--- Start Material ---

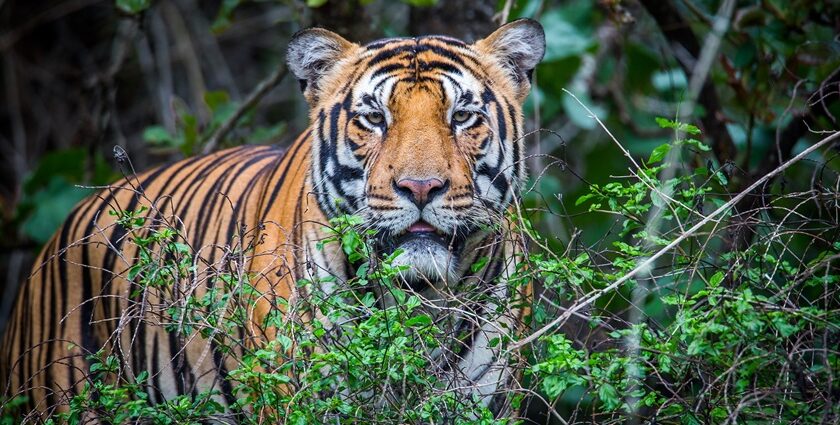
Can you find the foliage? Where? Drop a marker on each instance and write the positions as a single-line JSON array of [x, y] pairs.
[[709, 336], [715, 331]]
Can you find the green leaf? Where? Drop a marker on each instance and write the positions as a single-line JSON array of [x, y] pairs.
[[157, 135], [676, 125], [659, 153], [716, 279], [133, 6], [562, 37], [419, 321], [421, 3]]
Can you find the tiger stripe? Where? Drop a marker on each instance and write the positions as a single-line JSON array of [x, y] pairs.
[[410, 134]]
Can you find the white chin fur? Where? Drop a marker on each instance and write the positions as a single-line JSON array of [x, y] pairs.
[[427, 260]]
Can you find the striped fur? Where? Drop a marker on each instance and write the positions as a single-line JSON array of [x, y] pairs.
[[429, 108]]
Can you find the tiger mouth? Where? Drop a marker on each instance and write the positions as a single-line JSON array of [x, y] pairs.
[[423, 231]]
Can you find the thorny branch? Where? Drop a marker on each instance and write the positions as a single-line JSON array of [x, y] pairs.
[[645, 266]]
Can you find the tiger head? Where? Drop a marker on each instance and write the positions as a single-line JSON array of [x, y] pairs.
[[421, 137]]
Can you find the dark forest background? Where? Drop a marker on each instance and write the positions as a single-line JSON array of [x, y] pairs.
[[168, 79]]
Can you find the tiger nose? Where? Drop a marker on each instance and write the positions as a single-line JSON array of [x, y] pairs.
[[420, 191]]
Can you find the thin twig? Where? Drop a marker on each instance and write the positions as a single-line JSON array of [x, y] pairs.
[[644, 266], [253, 98]]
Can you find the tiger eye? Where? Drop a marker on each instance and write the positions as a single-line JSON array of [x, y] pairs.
[[375, 118], [461, 116]]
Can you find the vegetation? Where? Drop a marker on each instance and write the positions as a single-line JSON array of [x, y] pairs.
[[682, 211]]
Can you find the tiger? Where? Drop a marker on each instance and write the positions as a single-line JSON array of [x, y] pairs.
[[421, 138]]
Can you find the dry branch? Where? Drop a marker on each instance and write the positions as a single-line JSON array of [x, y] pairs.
[[648, 263]]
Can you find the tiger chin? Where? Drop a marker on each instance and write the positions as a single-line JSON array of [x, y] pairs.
[[420, 137]]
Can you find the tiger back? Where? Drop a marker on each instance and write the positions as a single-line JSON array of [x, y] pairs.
[[421, 138]]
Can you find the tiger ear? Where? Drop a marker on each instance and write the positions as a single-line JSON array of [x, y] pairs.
[[518, 47], [313, 53]]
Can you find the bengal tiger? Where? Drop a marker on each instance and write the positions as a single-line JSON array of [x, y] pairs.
[[422, 138]]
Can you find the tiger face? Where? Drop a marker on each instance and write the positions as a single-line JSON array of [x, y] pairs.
[[421, 137]]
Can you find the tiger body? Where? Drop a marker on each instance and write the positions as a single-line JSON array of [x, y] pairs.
[[421, 138]]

--- End Material ---

• [Exercise directions]: Can you change "Drop a marker" to "Place a point" throughout all the records above, leaving everything else the same and leaving the pictures out of your answer?

• [Worked solution]:
Can you find the foliage? Where? Place a point on each instance and write the positions as a single-line JSON array of [x, y] pairs.
[[709, 336], [715, 331]]
Can you find the green leaf? Where? Place a point on each instance and write the positions as a single-line JSON array of [x, y] pairs.
[[157, 135], [676, 125], [659, 153], [716, 279], [133, 6], [562, 37], [419, 321], [421, 3]]
Can you find the tiger stripe? Where? Place a point on each instance and write the positions as a single-line JSON array of [x, y] pairs.
[[410, 134]]
Can you find the white chin fur? Where? Place a point on each instance and write the positions as a single-line JSON array of [x, y] pairs.
[[427, 260]]
Can you find the striped fur? Where? Place a point on each instance and write the positions as a single-line JSON array of [x, y] pairs.
[[429, 108]]
Can you find the tiger mouth? Where? Place a point on each instance and write the positions as a single-line JSON array of [x, y] pairs.
[[423, 231]]
Can you find the thorny branch? Where? Place a point on each instance and write the positions as a single-line JSON array of [x, y] pairs.
[[645, 266]]
Can you find the tiger head? Where? Place a point on each instance and write the positions as a single-line JSON array of [x, y] pairs.
[[421, 137]]
Can you find the dark forest background? Where? Place a point on each instance and write the positions as a single-line JSON array of [x, y] pairs.
[[168, 79]]
Can you find the tiger nose? Where? Place a point on each instance and write the positions as a single-line JSON array of [x, y] pairs.
[[420, 191]]
Can you find the thin twig? Where? Place a point on each instance and write the positions as a single-line JSON array of [x, y] pairs.
[[644, 266], [253, 98]]
Can you find the tiger eye? Where? Place a point on each instance and write the positions as a single-line JSON array of [x, y] pairs.
[[375, 118], [461, 116]]
Can you find the vegetation? Where? Place a point on each instance and write the positions as a single-line JSON array of [x, y] pairs.
[[682, 211]]
Can you find the tiger? Where? Place a point on each instance and write the positions as a single-line JSON array of [x, y] pairs.
[[421, 138]]
Can you find the dry branch? Where? Place a point on each instance and write the positions as a single-line JSON array of [x, y] pairs.
[[648, 263]]
Can you find the tiger chin? Where? Place a point on each instance and write the positions as a single-line JSON array of [x, y] pairs.
[[420, 137]]
Can you find the tiger back? Where? Place a point on each instance and write the positions as a single-line JSON array of [x, y] pairs.
[[421, 138]]
Can you find the tiger ear? Where? Place a point on each instance and write the positions as a single-line JSON array of [x, y] pairs.
[[518, 47], [313, 53]]
Can you find the bengal tiger? Where? Place a point on each instance and write the positions as a single-line JSON array of [x, y] pairs.
[[422, 138]]
Can you find the tiger face? Where? Place a point on each instance and write the positions as a single-line JSON array of [x, y] pairs.
[[421, 137]]
Can you find the tiger body? Where? Place a point on each instance and write the positions as a single-line JSON array of [x, y] pairs.
[[421, 138]]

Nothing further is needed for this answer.